SET TASK. Convert the records below into a JSON list of strings, with one string for each line and blank lines omitted.

ITEMS.
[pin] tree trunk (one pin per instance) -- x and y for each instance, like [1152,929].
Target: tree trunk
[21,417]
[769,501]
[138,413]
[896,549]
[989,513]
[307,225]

WRITTEN SOLUTION.
[
  "[pin] tree trunk (one pin per instance) -- x and y for each instance, like [1152,929].",
  "Target: tree trunk",
  "[21,417]",
  "[769,501]",
  "[138,413]",
  "[896,549]",
  "[989,513]",
  "[307,225]"
]